Task set.
A - Each output line below the left outer join code begins with a district name. List every distinct district name in those lines, leaving out the final line.
B - According to the left outer join excerpt, which method is called in this query that sets it apart from the Group Join?

Extract to read.
::::::::::

A non-matching Supplier was added to our Suppliers collections - no Buyers match this key.
The query looks the similar to the Group Join or Inner Group Join, building a result with select new
but the DefaultIfEmpty()
method is called, and a Buyer
Object is created to define the properties within the given unmatched item.
// 5.
var leftOuterJoin = from s in suppliers
join b in buyers on s.District equals b.District into buyersGroup
select new
{
s.Name,
S.District,
Buyers = buyersGroup.DefaultIfEmpty(
new Buyer()
{
Name = "NA",
District = "No District Matches"
}
)
};
foreach(var supplier in leftOuterJoin)
{
Console.WriteLine($"{supplier.District}, {supplier.name}");
foreach(var buyer in supplier.Buyers)
{
Console.WriteLine($" {buyer.District}, {buyer.Name}");
}
}
Point Break, Andy
Point Break, John
West Side, Tod
West Side, Paul
West Side, Angie
West Side, Ian
West Side, Paul
West Side, Angie
South, Anna
South, Joan
South, George
Central, Jerry
Central, Flo
Central, Mary
Central, Paul
Central, Flo
Central, Mary
Forest, MrP
No District Matches This Buyer, NA

::::::::::

Named-object pointing records

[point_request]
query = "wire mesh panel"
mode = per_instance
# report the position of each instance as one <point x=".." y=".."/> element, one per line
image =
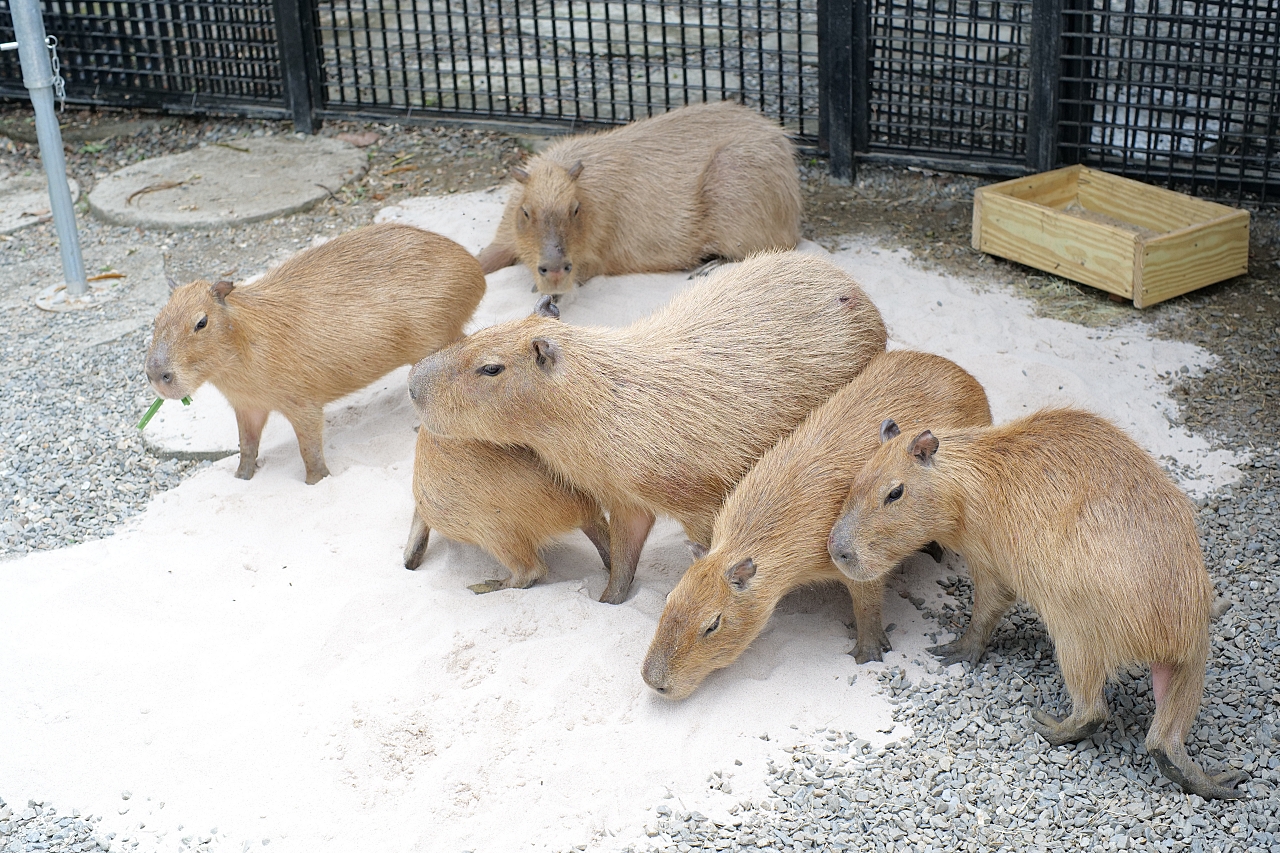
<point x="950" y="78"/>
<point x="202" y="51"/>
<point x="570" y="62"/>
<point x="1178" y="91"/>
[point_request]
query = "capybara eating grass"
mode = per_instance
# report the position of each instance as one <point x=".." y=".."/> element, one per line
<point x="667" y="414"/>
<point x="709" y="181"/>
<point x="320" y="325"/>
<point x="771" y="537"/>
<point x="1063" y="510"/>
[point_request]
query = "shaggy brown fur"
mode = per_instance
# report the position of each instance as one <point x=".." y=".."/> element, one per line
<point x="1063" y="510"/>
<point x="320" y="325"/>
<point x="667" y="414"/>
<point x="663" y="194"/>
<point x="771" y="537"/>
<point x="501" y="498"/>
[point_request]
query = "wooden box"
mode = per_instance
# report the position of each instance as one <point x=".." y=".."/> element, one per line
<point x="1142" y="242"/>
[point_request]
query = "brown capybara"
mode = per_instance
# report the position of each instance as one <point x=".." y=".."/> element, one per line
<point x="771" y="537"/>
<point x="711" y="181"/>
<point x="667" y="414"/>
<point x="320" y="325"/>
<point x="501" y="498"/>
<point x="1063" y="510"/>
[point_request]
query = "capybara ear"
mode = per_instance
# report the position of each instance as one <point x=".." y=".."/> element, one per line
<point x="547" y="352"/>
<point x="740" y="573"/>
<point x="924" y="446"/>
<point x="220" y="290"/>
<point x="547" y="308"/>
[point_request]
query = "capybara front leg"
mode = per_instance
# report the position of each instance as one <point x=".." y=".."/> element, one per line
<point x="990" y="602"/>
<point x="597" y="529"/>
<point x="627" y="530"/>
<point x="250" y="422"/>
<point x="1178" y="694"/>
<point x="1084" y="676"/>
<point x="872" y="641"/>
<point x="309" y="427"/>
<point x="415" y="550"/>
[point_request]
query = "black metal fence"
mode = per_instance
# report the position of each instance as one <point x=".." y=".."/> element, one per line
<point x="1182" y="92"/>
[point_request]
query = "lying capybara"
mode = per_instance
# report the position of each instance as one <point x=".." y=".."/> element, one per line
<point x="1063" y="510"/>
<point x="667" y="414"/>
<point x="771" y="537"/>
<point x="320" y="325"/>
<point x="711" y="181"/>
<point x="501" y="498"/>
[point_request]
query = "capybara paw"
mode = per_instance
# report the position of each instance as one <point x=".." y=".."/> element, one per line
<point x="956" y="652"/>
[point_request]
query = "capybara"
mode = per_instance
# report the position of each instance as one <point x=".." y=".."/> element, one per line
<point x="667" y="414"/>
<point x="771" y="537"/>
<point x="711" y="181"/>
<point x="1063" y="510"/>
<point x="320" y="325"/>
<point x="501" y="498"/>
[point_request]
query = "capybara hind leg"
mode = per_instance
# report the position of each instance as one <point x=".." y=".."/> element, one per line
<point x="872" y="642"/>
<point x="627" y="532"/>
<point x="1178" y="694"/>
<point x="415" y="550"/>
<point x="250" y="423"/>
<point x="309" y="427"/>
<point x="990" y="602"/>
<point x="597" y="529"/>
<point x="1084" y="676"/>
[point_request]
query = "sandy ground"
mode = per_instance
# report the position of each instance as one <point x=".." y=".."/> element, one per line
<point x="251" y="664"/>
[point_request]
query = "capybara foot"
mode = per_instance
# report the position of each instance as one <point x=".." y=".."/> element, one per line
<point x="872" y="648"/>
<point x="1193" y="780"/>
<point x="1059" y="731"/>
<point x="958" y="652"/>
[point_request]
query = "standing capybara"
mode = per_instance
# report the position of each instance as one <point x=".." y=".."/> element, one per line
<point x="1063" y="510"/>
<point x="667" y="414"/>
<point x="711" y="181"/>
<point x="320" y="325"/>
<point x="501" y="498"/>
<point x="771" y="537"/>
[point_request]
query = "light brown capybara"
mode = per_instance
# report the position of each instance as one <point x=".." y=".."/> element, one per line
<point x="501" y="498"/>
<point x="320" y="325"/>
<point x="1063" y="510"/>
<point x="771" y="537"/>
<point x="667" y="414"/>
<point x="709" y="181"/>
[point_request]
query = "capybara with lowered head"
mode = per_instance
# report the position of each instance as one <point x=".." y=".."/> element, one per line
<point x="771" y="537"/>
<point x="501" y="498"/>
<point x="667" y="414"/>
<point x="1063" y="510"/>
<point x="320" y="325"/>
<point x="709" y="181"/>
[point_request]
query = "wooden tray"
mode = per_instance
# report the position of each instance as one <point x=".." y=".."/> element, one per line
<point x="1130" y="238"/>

::::::::::

Results for the exercise.
A - Point Break, West Side, South, Central, Forest

B - The DefaultIfEmpty() method.